Transcribe verbatim the passage of the Bridge Party Murder article below, everything from "He’s not a detective;" down to "that absolved them.".

#### Page extract
#####

Amateur Sleuth Unravels a Depression-Era Mystery
Barry Olson often awakens in the middle of the night, trying to make sure he hasn’t forgotten a clue, trying to find connections he may have overlooked.
He’s not a detective; he’s an adman and retired at that. But 73 years ago, someone murdered his grandmother’s lover.
Olson, 72, lives in Cleveland now. But he has been obsessed with the “Bridge Party Murder,” which made headlines during two Los Angeles trials -- one that convicted his grandparents and another that absolved them.
Olson had remembered his grandmother as sweet and loving, and his grandfather as a coldhearted alcoholic. Anything more was a family secret until 1950, when he came across his mother’s diary. She had kept a daily record of her in-laws’ gripping trials, in 1932 and 1933, which revolved around a love triangle and murder.
His mother was so disturbed that he had discovered the secret that she burned the diary and warned him never to discuss the case with his father or grandfather.
Shocked to learn that his “prim and proper” grandmother had been caught up in an eight-year affair with his grandfather’s married boss, Olson began reconstructing family history.
“When I started out on my quest, I wanted to prove their innocence, which is probably what everyone does in a similar situation,” Olson said. “But then I changed my thinking.
“I wanted to prove their guilt!” After decades of digging through family archives, interviewing family members and shuttling from Cleveland to Los Angeles to pore through newspaper accounts, police records and his past, Olson believes he has at least some of the answers.
Many of these details come from Times stories of 1932-33.
He was in his mother’s womb at the time of the killing, a complicated crime involving murder, suicide, money, cheating hearts and noir L.A.
The trials mesmerized Depression-era reporters and their readers. The news was filled not only with those dramatic elements but a “dream team” of two high-priced defense lawyers. In the end, the public and jurors were confused on all counts, unsure of the truth and uneasy about the power of the press.
In 1924, Albert and Libbie Olson and their three children lived on a chicken ranch on South 6th Avenue in Arcadia. Albert started a new job as a photo engraver in Los Angeles.
The company owner, Charles Henry Scull, had hired Olson, and the two became best friends, often socializing with their wives. When the Olsons got into a financial bind, Scull gave them $5,000, which he apparently didn’t expect them to repay.
Scull had a reputation as a big spender and a womanizer. Libbie Olson apparently hungered for more attention than she was receiving from her husband, who even then drank to excess.
Soon, she and Scull became the object of each other’s obsession. For eight years, Scull assigned Albert Olson to two nights of overtime so he could make time with Olson’s wife at hotels and private clubs.

#####

#### Data excerpt
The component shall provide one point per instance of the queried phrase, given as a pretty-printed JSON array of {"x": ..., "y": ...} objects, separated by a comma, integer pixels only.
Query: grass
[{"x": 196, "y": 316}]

#####

#### Answer in full
He’s not a detective; he’s an adman and retired at that. But 73 years ago, someone murdered his grandmother’s lover.
Olson, 72, lives in Cleveland now. But he has been obsessed with the “Bridge Party Murder,” which made headlines during two Los Angeles trials -- one that convicted his grandparents and another that absolved them.